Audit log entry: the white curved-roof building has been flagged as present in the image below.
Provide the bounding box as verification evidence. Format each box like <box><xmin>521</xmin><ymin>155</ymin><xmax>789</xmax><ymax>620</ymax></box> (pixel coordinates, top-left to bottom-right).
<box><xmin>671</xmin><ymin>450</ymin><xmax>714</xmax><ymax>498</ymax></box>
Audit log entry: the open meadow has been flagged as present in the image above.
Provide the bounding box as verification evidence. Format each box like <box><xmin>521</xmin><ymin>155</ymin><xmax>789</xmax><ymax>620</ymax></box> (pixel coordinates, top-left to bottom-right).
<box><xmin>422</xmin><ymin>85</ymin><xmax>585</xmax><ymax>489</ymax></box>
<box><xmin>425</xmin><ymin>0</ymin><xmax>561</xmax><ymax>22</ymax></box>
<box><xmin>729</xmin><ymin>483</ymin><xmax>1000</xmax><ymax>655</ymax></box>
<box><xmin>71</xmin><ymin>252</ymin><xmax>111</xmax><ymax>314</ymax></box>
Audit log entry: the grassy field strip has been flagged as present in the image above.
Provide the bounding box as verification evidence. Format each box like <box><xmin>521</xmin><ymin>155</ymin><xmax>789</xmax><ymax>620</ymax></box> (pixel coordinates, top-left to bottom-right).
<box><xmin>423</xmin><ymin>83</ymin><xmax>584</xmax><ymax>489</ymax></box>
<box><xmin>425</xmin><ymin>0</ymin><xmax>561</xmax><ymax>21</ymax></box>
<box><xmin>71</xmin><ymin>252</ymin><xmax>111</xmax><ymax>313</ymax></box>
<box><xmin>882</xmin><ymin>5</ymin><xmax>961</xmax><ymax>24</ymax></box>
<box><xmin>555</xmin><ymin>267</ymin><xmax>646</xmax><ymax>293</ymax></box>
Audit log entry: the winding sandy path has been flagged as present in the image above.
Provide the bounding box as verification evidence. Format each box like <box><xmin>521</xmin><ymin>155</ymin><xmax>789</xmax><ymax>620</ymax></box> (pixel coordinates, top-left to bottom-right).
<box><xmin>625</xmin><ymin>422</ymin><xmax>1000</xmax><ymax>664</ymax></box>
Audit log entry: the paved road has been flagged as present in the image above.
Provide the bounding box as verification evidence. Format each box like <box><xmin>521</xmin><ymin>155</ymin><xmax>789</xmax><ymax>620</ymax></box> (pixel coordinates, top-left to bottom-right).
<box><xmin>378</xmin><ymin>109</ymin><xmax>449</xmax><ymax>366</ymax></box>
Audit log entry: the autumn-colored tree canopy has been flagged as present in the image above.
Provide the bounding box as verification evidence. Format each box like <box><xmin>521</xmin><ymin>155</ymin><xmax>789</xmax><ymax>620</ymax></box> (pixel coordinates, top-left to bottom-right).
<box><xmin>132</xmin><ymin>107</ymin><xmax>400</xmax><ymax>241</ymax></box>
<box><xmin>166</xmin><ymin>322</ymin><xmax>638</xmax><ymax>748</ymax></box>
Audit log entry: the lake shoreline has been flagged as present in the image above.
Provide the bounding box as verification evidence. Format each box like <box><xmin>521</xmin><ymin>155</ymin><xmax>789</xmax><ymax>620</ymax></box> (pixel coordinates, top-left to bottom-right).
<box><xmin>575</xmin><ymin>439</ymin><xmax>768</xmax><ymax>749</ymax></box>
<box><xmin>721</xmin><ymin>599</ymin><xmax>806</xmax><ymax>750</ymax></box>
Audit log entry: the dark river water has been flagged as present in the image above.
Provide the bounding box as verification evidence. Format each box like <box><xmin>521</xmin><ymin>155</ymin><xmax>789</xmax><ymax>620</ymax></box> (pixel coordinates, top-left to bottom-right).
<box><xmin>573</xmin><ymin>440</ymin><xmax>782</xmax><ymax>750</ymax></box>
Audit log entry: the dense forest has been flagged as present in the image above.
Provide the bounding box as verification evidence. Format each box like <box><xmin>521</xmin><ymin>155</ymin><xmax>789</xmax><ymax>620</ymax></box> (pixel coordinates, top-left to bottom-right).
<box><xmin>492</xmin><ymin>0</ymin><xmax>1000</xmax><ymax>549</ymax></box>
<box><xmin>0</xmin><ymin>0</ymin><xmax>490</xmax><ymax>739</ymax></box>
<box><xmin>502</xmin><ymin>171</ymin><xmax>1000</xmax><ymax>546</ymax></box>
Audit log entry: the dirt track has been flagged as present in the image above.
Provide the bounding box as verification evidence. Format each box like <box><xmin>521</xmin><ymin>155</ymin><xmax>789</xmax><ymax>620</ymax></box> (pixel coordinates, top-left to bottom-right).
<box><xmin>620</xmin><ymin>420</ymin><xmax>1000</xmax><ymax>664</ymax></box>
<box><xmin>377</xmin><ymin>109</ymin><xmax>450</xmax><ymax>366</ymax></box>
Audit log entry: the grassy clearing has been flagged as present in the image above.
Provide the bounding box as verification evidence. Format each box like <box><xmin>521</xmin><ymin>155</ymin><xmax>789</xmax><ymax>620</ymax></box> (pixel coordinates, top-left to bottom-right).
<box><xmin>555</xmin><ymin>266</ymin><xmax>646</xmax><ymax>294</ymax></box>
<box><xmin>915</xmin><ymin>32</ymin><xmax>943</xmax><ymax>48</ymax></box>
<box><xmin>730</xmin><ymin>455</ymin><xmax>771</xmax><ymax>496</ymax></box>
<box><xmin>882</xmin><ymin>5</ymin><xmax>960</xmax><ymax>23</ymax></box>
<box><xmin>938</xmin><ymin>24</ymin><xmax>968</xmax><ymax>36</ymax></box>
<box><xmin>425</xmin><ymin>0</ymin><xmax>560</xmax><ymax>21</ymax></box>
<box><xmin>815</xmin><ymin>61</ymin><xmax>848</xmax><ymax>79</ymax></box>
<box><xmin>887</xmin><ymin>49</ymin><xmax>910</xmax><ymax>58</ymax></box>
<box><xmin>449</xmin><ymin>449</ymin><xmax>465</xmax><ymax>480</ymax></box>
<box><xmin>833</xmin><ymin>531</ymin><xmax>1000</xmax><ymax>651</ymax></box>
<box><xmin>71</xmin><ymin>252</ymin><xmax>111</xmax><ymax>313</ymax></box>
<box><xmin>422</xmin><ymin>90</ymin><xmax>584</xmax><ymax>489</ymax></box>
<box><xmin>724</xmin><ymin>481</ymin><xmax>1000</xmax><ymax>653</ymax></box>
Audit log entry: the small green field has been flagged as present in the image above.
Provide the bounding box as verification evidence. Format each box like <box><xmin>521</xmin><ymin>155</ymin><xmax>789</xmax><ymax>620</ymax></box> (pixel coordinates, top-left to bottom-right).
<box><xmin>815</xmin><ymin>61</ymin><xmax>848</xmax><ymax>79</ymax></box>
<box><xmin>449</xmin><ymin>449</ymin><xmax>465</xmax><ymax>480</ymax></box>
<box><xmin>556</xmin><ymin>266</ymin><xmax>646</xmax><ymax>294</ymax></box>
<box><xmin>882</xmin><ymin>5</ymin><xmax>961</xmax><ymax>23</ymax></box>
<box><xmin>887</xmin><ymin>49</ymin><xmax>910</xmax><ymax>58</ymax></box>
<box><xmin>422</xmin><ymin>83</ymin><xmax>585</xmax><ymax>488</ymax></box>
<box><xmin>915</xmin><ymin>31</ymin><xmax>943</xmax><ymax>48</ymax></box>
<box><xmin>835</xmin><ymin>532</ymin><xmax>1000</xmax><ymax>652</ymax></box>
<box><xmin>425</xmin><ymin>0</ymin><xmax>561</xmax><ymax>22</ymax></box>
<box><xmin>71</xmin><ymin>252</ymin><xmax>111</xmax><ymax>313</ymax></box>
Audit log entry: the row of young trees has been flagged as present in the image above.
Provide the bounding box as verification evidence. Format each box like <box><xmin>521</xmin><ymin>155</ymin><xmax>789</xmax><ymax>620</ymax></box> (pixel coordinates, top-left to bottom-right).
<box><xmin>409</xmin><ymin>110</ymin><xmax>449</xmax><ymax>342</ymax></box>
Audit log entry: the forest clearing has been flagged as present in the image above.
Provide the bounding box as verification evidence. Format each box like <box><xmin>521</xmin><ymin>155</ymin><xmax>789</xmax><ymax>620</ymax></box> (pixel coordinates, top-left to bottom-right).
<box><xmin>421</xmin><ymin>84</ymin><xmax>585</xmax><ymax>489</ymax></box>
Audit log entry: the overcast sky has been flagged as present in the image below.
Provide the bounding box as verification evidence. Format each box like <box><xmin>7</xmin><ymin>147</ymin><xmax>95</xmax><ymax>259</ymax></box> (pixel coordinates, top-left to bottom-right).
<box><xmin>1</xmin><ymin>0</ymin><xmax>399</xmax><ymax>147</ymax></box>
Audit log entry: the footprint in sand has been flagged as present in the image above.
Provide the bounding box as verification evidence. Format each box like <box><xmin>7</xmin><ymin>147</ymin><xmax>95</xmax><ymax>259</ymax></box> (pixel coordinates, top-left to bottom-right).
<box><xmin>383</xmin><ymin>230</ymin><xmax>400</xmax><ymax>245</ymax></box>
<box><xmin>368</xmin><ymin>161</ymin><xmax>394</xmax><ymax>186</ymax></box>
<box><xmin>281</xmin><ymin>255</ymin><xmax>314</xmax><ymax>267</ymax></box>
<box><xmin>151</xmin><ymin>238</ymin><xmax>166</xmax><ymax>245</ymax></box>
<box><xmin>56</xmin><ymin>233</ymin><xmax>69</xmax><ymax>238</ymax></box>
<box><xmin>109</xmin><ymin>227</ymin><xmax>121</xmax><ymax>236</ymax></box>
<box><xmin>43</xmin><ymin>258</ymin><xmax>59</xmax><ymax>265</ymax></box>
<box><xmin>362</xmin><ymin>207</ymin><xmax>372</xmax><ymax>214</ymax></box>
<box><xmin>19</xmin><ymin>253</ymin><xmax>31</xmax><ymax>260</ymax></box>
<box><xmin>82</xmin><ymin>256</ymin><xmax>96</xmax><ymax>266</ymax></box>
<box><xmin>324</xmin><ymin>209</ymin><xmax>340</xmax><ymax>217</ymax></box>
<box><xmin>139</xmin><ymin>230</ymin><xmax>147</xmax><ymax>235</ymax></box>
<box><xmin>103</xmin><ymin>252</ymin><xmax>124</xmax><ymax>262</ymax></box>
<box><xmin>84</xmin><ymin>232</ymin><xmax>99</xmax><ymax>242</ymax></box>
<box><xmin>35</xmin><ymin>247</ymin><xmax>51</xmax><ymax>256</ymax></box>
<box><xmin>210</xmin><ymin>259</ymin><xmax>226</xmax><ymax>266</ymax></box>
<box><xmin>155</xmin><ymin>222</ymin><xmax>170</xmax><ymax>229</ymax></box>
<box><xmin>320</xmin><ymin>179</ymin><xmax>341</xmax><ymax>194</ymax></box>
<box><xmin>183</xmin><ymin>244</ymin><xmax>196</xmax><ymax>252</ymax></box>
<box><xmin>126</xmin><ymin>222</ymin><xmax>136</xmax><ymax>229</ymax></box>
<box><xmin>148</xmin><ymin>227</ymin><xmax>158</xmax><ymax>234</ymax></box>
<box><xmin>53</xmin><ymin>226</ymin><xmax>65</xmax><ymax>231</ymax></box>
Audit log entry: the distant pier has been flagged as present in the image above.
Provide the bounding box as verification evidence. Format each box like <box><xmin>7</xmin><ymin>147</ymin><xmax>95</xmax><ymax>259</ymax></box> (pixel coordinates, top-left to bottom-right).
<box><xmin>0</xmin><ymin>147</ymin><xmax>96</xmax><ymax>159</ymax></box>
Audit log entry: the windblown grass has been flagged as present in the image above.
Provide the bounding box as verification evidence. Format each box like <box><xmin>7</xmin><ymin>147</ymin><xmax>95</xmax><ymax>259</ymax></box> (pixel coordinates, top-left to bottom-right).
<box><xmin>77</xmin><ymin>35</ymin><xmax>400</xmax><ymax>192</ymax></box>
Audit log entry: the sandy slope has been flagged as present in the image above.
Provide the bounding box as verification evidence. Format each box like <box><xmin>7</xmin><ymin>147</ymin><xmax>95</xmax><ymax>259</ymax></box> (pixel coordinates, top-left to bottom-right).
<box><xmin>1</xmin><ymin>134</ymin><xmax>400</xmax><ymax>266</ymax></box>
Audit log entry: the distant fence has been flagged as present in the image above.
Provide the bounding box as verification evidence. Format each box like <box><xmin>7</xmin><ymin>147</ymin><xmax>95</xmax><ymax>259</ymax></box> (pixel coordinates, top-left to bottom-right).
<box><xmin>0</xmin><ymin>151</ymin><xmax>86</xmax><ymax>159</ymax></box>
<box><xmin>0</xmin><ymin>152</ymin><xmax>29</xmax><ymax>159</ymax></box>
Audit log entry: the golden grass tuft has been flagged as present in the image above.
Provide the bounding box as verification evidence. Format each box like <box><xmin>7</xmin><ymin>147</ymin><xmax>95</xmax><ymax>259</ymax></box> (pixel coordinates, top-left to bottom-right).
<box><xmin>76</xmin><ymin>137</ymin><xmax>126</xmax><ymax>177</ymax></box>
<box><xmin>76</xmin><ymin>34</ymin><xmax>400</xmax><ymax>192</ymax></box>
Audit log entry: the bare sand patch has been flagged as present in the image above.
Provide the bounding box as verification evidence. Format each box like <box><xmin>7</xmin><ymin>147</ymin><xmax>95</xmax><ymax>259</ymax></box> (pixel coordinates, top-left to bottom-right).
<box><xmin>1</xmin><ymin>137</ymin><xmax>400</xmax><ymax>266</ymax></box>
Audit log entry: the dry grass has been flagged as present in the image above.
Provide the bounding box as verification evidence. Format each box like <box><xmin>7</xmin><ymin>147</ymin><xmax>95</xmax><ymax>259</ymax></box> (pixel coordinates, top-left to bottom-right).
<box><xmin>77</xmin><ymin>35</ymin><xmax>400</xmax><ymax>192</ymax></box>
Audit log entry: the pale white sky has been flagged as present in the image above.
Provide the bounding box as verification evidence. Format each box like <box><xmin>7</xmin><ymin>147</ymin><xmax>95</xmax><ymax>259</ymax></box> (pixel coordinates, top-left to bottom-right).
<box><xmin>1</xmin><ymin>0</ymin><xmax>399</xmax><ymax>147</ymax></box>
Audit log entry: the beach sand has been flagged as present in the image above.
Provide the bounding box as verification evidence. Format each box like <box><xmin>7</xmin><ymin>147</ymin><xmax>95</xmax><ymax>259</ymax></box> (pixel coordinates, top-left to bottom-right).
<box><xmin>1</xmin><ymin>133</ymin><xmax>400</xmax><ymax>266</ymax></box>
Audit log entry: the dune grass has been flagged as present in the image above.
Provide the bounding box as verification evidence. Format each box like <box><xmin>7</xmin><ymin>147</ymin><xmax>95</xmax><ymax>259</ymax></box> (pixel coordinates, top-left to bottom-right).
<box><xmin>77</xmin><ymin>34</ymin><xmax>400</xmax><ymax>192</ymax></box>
++++++++
[Task details]
Could you write out exactly the lines above, starting at the first one and ending with the line that has "Audit log entry: the grassy field"?

[Task result]
Audit log entry: the white curved-roof building has been flagged as present in the image below.
Provide the bounding box as verification evidence. Format each box like <box><xmin>521</xmin><ymin>155</ymin><xmax>789</xmax><ymax>620</ymax></box> (pixel coordinates, top-left to bottom-right).
<box><xmin>671</xmin><ymin>450</ymin><xmax>714</xmax><ymax>498</ymax></box>
Audit log entry: the open meadow has been flagged as present in the image above.
Provide the bounding box as verification evidence. Format each box like <box><xmin>521</xmin><ymin>155</ymin><xmax>789</xmax><ymax>620</ymax></box> (pixel coordinates, top-left to bottom-right).
<box><xmin>422</xmin><ymin>85</ymin><xmax>585</xmax><ymax>489</ymax></box>
<box><xmin>425</xmin><ymin>0</ymin><xmax>561</xmax><ymax>22</ymax></box>
<box><xmin>729</xmin><ymin>483</ymin><xmax>1000</xmax><ymax>655</ymax></box>
<box><xmin>71</xmin><ymin>252</ymin><xmax>111</xmax><ymax>314</ymax></box>
Audit log entry: the grassy field strip has been flagged as present in the image above.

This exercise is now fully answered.